━━━ The input ━━━

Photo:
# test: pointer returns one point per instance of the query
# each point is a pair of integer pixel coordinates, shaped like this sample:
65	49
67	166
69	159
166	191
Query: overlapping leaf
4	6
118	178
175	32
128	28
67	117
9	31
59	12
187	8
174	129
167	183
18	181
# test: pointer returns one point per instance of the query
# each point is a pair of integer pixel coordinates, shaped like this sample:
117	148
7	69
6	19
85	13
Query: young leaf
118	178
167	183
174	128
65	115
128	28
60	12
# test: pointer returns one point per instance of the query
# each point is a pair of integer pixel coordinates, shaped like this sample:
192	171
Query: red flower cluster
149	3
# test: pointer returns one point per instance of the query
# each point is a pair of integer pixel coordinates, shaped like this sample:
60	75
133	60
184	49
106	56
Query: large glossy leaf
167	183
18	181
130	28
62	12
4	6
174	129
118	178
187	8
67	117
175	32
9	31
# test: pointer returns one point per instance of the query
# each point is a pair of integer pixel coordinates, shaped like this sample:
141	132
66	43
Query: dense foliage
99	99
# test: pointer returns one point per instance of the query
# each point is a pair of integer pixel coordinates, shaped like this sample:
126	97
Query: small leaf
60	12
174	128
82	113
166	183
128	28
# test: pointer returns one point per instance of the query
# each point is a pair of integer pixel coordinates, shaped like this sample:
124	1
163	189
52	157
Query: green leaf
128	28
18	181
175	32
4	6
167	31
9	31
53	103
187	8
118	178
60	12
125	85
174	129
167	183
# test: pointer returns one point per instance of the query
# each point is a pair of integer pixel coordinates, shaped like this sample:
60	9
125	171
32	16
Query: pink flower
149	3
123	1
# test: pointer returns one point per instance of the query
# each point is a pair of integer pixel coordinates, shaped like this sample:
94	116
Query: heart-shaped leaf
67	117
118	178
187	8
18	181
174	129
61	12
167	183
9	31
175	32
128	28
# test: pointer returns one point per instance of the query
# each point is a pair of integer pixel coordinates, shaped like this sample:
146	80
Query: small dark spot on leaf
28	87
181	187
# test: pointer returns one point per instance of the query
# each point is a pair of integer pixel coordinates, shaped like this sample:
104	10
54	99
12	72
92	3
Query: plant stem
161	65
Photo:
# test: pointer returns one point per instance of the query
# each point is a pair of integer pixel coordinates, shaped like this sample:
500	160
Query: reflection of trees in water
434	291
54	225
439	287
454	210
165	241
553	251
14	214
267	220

━━━

→ To be done
Return each line of the records above that contains the word "leaf". Case matters when matching.

→ Output
Query: overlapping leaf
Query: young leaf
Query: large glossy leaf
Query: small leaf
Query: green leaf
Query: heart-shaped leaf
Query: small dark spot on leaf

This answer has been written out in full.